Coordinate labeling data
----------------------------------------

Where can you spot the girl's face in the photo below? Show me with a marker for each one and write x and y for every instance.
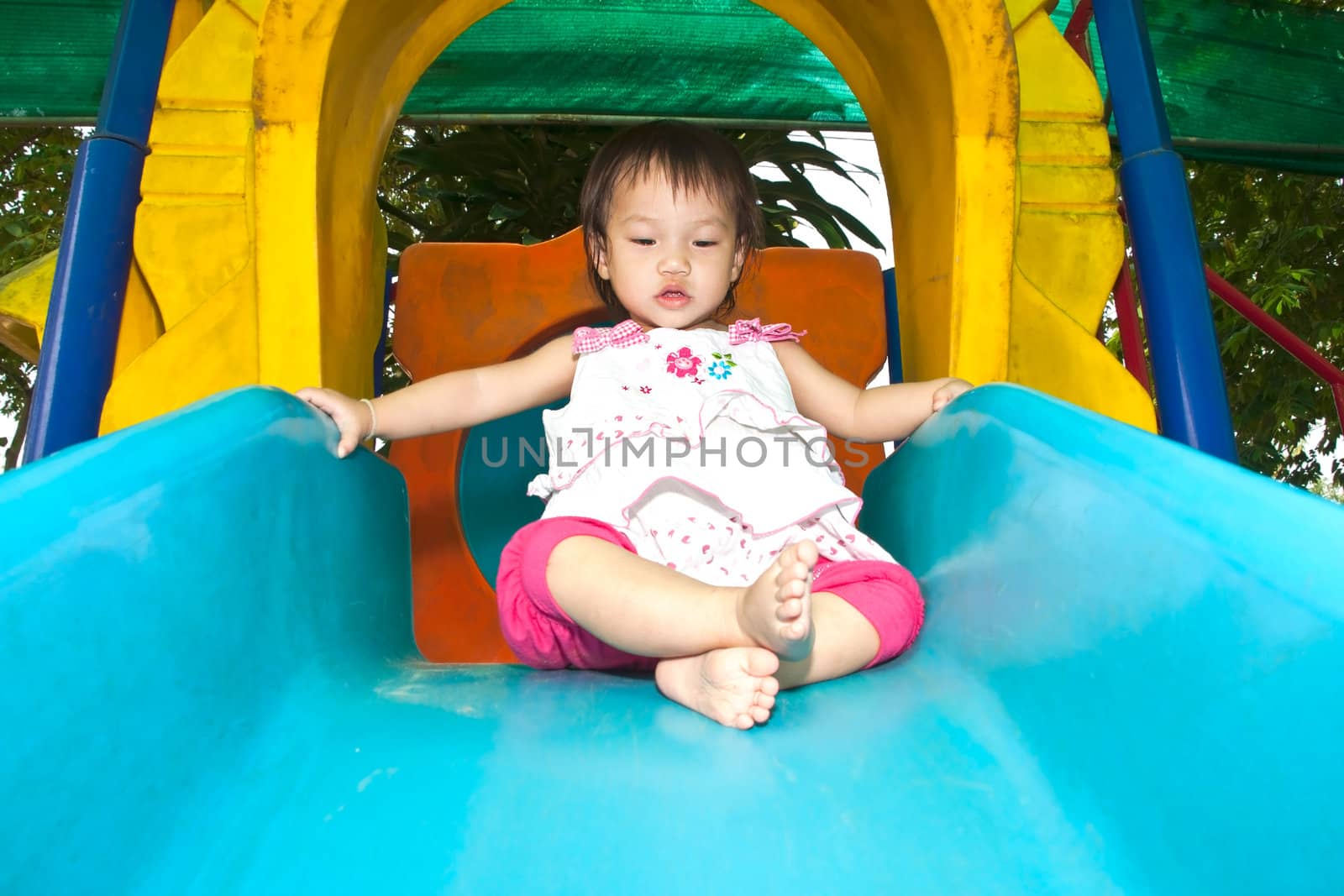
(669, 258)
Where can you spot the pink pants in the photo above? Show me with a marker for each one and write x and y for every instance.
(544, 637)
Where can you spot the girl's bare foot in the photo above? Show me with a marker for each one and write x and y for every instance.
(776, 610)
(734, 687)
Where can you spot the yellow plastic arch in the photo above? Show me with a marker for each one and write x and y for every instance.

----------------------------------------

> [The task]: Scale the records above by writing out every line again, wording and all, with each x and y coordinate in the answers multiplied by 1.05 and rounded to a whole number, halves rounding up. Leave the pictures out.

> [Full output]:
Where can you spot the girl's face in the photo below? Show me with a marker for each one and write x and y for every instance.
(702, 271)
Where can you spot the pink pants in the photo above? Show me with a marker for each one and write x and y for every instance.
(571, 669)
Where can you spot the girl's bare foot in the photo above? Show me with a marker for each one and write x and y for every instance.
(815, 641)
(771, 721)
Where can you spot the yellow plastic arch in the photo above? Show me with a marker for each one and write x and y for every instance.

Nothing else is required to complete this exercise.